▸ Exercise task 1
From the allocator thread, reproduce the passage between "On Mon, Sep" and "use it, too.", inclusive.

▸ Extract
*-*-*

On Mon, Sep 29, 2014 at 11:41:45AM -0400, Dan Streetman wrote:
> On Fri, Sep 26, 2014 at 2:53 AM, Joonsoo Kim <[email protected]> wrote:
> > WARNING: This is just RFC patchset. patch 2/2 is only for testing.
> > If you know useful place to use this allocator, please let me know.
> >
> > This is brand-new allocator, called anti-fragmentation memory allocator
> > (aka afmalloc), in order to deal with arbitrary sized object allocation
> > efficiently. zram and zswap uses arbitrary sized object to store
> > compressed data so they can use this allocator. If there are any other
> > use cases, they can use it, too.
> >
> > This work is motivated by observation of fragmentation on zsmalloc which
> > intended for storing arbitrary sized object with low fragmentation.
> > Although it works well on allocation-intensive workload, memory could be
> > highly fragmented after many free occurs. In some cases, unused memory due
> > to fragmentation occupy 20% ~ 50% amount of real used memory. The other
> > problem is that other subsystem cannot use these unused memory. These
> > fragmented memory are zsmalloc specific, so most of other subsystem cannot
> > use it until zspage is freed to page allocator.
> >
> > I guess that there are similar fragmentation problem in zbud, but, I
> > didn't deeply investigate it.

*-*-*

▸ Exercise task 2
Write out the records again word for word, from their first line through the line holding "[126,89,261,223]", inclusive, and nothing more.

▸ Data provided
*-*-*

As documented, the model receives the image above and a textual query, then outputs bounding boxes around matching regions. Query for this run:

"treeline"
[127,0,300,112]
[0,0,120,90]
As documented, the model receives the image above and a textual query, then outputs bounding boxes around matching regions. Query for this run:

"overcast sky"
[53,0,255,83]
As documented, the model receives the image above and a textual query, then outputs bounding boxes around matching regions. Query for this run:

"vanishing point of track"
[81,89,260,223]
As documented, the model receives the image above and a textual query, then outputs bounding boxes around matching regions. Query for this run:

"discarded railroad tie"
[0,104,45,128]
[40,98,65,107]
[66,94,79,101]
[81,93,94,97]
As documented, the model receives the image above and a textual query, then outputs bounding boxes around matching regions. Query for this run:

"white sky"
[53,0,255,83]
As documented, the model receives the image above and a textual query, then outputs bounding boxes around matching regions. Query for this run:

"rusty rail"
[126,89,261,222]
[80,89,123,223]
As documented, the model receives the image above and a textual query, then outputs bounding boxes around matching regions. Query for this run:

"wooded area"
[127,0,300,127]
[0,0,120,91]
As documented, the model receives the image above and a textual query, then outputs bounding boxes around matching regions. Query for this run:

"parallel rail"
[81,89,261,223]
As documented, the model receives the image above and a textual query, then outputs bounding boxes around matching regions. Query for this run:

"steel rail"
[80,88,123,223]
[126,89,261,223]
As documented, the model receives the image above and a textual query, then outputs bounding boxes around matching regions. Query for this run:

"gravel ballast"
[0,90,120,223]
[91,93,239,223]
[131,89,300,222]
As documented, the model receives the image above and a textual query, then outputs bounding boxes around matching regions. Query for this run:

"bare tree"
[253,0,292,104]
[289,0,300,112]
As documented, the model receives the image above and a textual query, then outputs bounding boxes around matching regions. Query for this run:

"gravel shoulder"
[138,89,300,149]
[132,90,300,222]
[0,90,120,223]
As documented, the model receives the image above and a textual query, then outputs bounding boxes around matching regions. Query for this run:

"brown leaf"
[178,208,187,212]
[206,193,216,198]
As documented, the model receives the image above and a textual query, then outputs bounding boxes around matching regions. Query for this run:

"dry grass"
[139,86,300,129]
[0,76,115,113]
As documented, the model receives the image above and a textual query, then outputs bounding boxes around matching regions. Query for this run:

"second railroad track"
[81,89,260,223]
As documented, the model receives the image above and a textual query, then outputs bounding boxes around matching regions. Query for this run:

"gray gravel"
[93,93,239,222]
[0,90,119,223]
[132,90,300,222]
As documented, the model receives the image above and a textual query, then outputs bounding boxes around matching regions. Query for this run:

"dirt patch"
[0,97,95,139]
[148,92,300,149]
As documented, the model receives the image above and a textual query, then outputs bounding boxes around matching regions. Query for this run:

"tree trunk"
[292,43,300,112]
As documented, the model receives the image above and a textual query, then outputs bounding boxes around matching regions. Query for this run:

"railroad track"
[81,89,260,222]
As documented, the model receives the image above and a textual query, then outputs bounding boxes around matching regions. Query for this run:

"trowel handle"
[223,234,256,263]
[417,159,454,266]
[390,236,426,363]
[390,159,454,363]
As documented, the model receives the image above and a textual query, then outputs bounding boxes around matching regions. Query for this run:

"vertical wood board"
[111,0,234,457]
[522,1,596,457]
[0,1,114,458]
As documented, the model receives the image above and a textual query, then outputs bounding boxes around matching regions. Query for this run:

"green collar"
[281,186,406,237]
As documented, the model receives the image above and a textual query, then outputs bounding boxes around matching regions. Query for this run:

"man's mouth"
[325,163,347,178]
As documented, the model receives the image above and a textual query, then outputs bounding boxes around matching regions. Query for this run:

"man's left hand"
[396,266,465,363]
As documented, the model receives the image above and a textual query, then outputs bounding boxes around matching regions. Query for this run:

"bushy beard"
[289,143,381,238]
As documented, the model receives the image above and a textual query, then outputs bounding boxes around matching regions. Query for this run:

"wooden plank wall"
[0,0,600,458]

*-*-*

▸ Expected output 1
On Mon, Sep 29, 2014 at 11:41:45AM -0400, Dan Streetman wrote:
> On Fri, Sep 26, 2014 at 2:53 AM, Joonsoo Kim <[email protected]> wrote:
> > WARNING: This is just RFC patchset. patch 2/2 is only for testing.
> > If you know useful place to use this allocator, please let me know.
> >
> > This is brand-new allocator, called anti-fragmentation memory allocator
> > (aka afmalloc), in order to deal with arbitrary sized object allocation
> > efficiently. zram and zswap uses arbitrary sized object to store
> > compressed data so they can use this allocator. If there are any other
> > use cases, they can use it, too.

▸ Expected output 2
As documented, the model receives the image above and a textual query, then outputs bounding boxes around matching regions. Query for this run:

"treeline"
[127,0,300,112]
[0,0,120,90]
As documented, the model receives the image above and a textual query, then outputs bounding boxes around matching regions. Query for this run:

"overcast sky"
[53,0,255,83]
As documented, the model receives the image above and a textual query, then outputs bounding boxes around matching regions. Query for this run:

"vanishing point of track"
[81,89,260,223]
As documented, the model receives the image above and a textual query, then outputs bounding boxes around matching regions. Query for this run:

"discarded railroad tie"
[0,104,45,128]
[40,98,65,107]
[66,94,79,101]
[81,93,94,97]
As documented, the model receives the image above and a textual query, then outputs bounding boxes around matching regions. Query for this run:

"white sky"
[53,0,255,83]
As documented, the model receives the image above and a textual query, then outputs bounding boxes around matching regions. Query for this run:

"rusty rail"
[126,89,261,222]
[80,89,123,223]
As documented, the model receives the image above and a textual query, then outputs bounding boxes around matching regions. Query for this run:

"wooded area"
[127,0,300,127]
[0,0,120,91]
As documented, the model receives the image above and a textual query, then outputs bounding boxes around matching regions. Query for this run:

"parallel rail"
[81,89,261,223]
As documented, the model receives the image above and a textual query, then outputs bounding boxes around matching regions. Query for this run:

"steel rail"
[80,88,123,223]
[126,89,261,223]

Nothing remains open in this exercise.